WHAT YOU NEED TO DO:
Only the lines from the one containing "Exercise. Spot the distant" to the end of the entries should be written out, each exactly as it stands, both ends included.

(Extracted data entries)
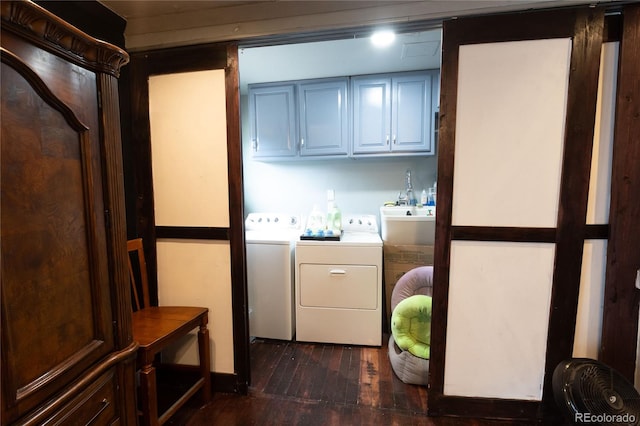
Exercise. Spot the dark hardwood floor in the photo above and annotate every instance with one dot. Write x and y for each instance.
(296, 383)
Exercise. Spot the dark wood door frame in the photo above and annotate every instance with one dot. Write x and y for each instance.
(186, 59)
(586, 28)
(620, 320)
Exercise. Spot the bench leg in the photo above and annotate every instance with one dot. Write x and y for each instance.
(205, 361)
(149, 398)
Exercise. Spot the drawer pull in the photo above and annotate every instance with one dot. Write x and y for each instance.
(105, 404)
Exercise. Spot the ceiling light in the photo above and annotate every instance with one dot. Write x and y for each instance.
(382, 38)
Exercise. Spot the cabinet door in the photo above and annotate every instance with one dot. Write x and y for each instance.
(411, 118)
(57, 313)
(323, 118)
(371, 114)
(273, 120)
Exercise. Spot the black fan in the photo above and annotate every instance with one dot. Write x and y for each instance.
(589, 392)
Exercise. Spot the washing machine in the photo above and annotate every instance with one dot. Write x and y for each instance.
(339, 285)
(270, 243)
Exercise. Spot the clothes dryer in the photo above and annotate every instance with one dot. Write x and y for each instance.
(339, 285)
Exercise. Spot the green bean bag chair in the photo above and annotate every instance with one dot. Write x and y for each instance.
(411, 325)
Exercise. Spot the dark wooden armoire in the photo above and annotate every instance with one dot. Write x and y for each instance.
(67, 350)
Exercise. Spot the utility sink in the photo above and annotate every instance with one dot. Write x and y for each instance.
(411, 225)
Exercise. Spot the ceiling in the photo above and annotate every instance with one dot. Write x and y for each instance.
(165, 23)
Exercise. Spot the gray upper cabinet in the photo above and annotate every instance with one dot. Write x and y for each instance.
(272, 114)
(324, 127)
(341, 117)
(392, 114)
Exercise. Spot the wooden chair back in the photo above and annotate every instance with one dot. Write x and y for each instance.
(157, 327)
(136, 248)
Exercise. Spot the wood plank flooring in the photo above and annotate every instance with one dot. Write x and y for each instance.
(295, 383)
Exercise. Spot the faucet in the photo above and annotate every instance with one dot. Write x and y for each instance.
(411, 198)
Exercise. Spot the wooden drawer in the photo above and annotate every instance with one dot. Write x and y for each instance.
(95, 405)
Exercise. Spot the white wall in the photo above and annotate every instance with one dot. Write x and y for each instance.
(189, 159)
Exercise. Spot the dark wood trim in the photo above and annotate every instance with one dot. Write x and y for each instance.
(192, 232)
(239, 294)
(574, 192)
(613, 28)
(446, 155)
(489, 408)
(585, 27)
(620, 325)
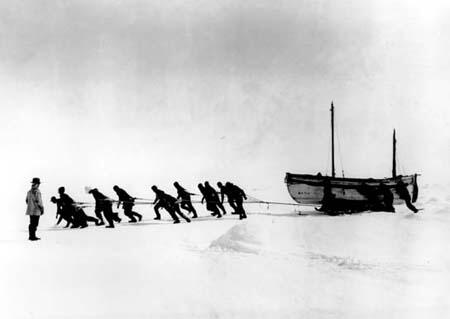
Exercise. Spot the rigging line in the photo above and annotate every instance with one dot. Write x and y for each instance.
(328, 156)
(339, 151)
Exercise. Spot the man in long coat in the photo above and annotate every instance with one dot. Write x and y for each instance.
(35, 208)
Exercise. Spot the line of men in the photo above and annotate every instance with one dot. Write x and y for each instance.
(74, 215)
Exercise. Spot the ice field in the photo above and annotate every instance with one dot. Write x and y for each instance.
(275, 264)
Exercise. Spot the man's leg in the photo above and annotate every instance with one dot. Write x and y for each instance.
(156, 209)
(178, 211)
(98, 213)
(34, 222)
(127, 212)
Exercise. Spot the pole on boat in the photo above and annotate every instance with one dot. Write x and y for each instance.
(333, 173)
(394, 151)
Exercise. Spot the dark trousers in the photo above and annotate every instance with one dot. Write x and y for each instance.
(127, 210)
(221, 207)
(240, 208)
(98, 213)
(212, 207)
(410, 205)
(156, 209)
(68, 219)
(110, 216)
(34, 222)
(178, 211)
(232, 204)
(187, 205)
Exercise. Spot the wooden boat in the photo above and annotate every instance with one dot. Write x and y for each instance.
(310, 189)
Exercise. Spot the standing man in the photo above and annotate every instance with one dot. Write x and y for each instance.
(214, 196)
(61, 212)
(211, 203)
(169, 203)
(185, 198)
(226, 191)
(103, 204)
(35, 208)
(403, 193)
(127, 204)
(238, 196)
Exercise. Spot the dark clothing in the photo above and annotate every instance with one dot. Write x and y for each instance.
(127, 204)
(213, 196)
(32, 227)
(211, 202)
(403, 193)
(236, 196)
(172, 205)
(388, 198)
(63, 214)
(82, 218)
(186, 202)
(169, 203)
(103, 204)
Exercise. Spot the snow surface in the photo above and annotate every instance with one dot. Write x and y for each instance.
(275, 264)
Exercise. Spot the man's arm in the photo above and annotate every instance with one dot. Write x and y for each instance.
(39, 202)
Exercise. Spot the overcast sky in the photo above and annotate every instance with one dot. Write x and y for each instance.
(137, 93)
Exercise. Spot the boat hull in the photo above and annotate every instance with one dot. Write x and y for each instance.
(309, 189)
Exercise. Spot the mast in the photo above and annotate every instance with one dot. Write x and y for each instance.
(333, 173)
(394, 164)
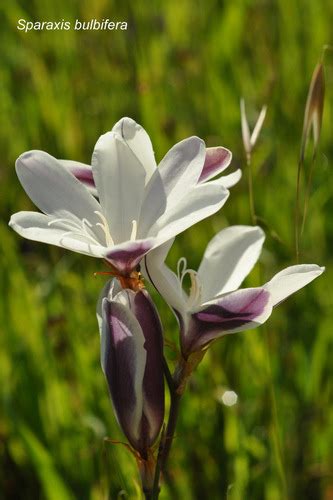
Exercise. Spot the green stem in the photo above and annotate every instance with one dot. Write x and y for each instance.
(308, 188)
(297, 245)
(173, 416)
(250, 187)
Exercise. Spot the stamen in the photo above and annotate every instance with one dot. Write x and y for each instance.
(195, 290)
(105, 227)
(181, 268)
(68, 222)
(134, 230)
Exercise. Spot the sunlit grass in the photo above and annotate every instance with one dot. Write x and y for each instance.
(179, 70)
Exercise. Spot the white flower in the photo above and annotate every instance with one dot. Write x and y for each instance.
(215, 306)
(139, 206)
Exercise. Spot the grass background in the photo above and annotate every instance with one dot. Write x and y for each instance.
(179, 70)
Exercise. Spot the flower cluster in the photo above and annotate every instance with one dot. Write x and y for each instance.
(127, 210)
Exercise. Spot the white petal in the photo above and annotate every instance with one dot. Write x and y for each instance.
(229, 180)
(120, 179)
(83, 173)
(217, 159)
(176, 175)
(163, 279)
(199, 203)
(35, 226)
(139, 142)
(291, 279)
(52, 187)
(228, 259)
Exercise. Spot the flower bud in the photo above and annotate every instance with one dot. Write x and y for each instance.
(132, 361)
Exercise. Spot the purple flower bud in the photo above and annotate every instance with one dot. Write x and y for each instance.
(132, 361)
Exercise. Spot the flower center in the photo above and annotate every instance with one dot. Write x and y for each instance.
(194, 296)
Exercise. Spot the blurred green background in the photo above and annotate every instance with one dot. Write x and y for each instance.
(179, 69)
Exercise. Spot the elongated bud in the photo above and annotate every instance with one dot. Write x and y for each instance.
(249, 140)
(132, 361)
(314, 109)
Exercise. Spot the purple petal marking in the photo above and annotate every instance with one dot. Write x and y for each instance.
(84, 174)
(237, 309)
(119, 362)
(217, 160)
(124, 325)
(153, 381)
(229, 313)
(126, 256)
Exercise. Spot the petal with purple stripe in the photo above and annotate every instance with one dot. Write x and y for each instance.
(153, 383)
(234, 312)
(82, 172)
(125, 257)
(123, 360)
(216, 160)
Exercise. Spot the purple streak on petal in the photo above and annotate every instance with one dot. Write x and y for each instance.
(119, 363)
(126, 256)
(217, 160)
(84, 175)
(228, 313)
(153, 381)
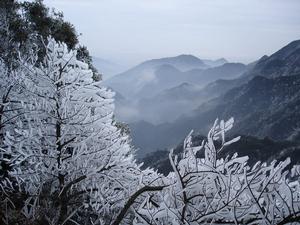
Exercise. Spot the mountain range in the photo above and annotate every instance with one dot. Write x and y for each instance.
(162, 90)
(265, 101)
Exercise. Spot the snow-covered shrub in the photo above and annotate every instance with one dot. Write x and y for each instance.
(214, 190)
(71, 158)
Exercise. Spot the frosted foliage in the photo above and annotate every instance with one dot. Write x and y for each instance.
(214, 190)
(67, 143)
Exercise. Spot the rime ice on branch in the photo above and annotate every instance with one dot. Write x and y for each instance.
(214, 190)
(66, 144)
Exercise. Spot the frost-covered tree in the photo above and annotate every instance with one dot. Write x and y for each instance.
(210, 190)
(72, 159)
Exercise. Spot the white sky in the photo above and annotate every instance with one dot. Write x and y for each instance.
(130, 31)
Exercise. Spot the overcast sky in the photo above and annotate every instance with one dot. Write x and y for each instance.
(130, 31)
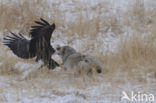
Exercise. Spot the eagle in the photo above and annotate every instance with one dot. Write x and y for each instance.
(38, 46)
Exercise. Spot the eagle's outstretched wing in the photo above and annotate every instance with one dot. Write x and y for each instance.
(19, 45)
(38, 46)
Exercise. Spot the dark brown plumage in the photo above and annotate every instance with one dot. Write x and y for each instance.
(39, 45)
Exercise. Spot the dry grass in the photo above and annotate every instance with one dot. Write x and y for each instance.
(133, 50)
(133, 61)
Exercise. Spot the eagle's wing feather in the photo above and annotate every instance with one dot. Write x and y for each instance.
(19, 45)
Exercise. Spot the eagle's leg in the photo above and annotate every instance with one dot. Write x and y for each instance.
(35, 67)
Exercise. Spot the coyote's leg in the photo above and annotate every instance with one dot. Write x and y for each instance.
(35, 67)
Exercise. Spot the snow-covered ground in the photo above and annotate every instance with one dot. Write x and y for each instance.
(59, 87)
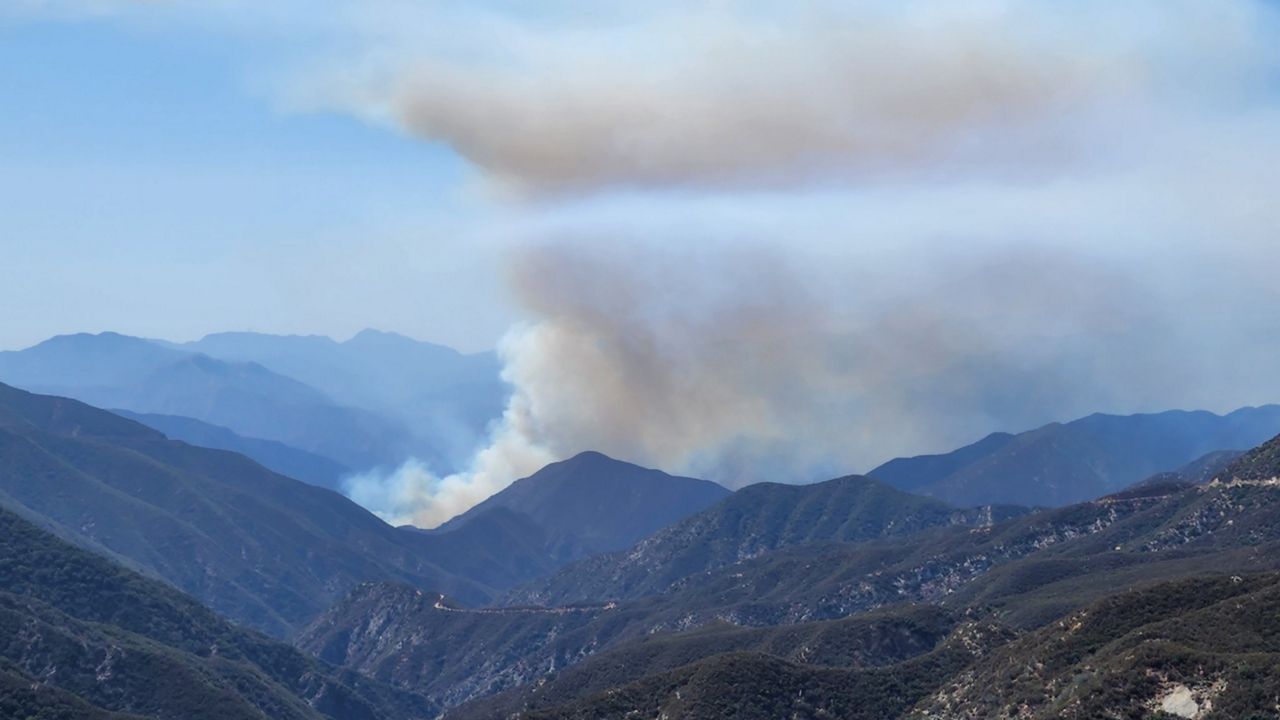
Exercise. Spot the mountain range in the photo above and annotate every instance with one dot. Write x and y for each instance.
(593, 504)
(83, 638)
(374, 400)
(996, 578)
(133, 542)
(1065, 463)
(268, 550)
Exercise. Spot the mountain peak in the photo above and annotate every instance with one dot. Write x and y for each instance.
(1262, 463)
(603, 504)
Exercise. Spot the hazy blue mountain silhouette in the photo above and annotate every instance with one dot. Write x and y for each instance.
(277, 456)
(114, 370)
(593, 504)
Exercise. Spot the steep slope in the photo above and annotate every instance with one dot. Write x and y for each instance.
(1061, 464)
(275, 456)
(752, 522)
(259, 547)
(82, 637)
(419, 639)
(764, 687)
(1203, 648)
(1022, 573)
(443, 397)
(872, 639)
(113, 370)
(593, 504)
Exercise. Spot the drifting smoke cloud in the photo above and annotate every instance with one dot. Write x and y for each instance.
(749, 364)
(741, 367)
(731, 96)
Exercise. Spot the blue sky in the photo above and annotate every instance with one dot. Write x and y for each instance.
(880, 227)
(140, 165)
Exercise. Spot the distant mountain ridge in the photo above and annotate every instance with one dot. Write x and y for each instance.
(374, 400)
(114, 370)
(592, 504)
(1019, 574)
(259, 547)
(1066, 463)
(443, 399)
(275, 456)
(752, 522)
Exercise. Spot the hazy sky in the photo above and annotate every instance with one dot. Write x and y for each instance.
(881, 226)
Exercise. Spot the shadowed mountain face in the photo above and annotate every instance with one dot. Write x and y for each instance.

ANSWER:
Exercise. Spot the distant mountain ridge in the photo above and annotate every instance with one dot. Write x and y for each instance.
(374, 400)
(114, 370)
(592, 504)
(1019, 574)
(259, 547)
(1066, 463)
(443, 399)
(275, 456)
(752, 522)
Exercise. Spot the hazy sky in the photo above and annotate every instance with one dot. Write x and y for each instance.
(881, 226)
Exercise. Spot the shadowed mountain face in the photo above and annotate every instance with one dot. Write x and y for each instance.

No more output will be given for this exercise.